Dataset rows showing where objects appear -

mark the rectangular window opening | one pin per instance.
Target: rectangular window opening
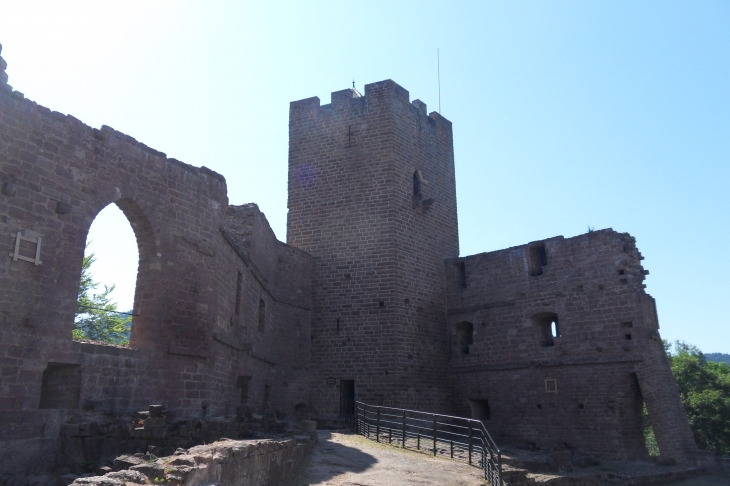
(61, 386)
(242, 383)
(480, 410)
(347, 396)
(239, 288)
(538, 259)
(461, 269)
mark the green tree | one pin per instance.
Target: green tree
(704, 388)
(97, 317)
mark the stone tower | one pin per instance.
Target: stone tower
(372, 197)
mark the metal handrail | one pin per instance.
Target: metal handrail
(413, 427)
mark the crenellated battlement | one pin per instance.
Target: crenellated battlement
(387, 91)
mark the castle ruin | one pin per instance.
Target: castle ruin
(553, 344)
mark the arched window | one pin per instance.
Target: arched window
(108, 281)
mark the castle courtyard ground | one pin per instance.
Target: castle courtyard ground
(343, 459)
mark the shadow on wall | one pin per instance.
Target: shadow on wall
(330, 460)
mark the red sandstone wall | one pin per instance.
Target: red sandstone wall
(187, 352)
(593, 283)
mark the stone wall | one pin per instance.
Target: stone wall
(378, 281)
(583, 385)
(197, 344)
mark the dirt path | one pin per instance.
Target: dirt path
(351, 460)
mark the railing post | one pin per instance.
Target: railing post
(377, 428)
(366, 419)
(404, 429)
(499, 464)
(470, 443)
(434, 435)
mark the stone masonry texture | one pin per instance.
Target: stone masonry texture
(368, 299)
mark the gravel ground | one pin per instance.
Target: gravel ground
(343, 459)
(351, 460)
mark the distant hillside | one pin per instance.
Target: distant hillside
(718, 357)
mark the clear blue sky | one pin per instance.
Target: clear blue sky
(567, 114)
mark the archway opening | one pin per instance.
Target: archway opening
(104, 309)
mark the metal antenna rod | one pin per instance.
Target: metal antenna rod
(438, 71)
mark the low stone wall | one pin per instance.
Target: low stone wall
(223, 463)
(723, 464)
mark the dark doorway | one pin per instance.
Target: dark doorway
(347, 397)
(464, 336)
(480, 410)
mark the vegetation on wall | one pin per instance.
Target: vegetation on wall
(97, 317)
(704, 387)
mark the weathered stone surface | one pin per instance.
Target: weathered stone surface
(369, 300)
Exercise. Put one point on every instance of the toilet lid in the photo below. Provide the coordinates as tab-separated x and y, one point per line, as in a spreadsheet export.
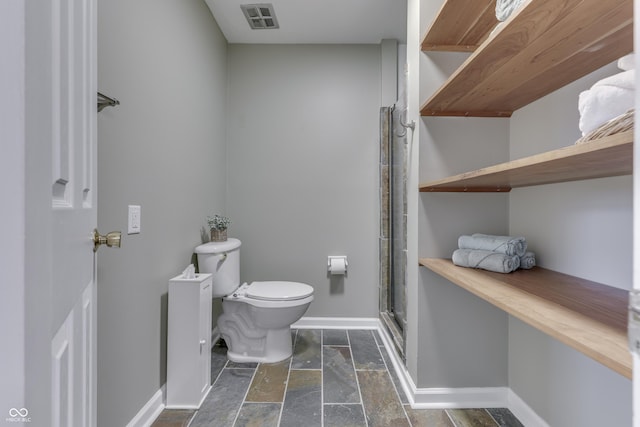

Aim - Copy all of the data above line for line, leaving out the pictures.

Result -
mark the rectangular window opening | one pin per instance.
Target: rectangular window opening
(61, 386)
(242, 383)
(480, 410)
(347, 396)
(239, 288)
(538, 259)
(461, 269)
mark the green tree | one pin per instance.
Target: green tree
(704, 388)
(97, 317)
mark the stone tower | one pin per instance.
Target: stone tower
(372, 197)
mark the metal handrail | one pin per instance.
Target: metal handrail
(413, 427)
mark the crenellated battlement | one pin per instance.
Target: crenellated battlement
(387, 91)
mark the castle ruin | one pin per instance.
Target: castle ruin
(553, 344)
mark the arched window | one pin per instance.
Target: arched window
(108, 281)
mark the castle courtyard ground | one pin per instance.
Target: castle courtyard ground
(343, 459)
mark the shadow on wall | one pin per instance.
Target: shadow on wall
(330, 460)
mark the red sandstone wall | one pin per instance.
Target: red sandstone wall
(187, 352)
(593, 283)
mark the stone wall | one pin per instance.
Target: stone wall
(378, 281)
(583, 385)
(197, 344)
mark the dirt path | one pin per instance.
Target: dirt path
(351, 460)
mark the railing post | one pin per instance.
Target: railing post
(377, 428)
(366, 419)
(404, 429)
(499, 464)
(470, 443)
(434, 435)
mark the stone masonry texture | one pin per instance.
Target: stone masonry texture
(368, 299)
mark the gravel ground | one pin per instance.
Target: gravel ground
(343, 459)
(351, 460)
mark the distant hillside | one pin per instance.
Target: distant hillside
(718, 357)
mark the clear blue sky | one pin per instance.
Target: clear blue sky
(567, 114)
mark the archway opening | one pin per instance.
Target: archway opening
(104, 309)
mark the metal antenna rod | one pin per instance.
Target: metal antenna rod
(438, 71)
mark the low stone wall | one pin per instance.
Target: low stone wall
(223, 463)
(723, 464)
mark the dark doorway | one pin per instance.
Target: dark doorway
(347, 397)
(464, 336)
(480, 410)
mark the vegetation on wall | one pin per instance.
Target: vegetation on wall
(97, 317)
(704, 387)
mark the weathered stone surface | one pin per instance.
Target: weathered stone surface
(369, 300)
Exercise. Put one point on every instance of the toilet lid in the photo below. Provide the coordinates as tab-separated x and y, one point per line, as in a spreadsheet export.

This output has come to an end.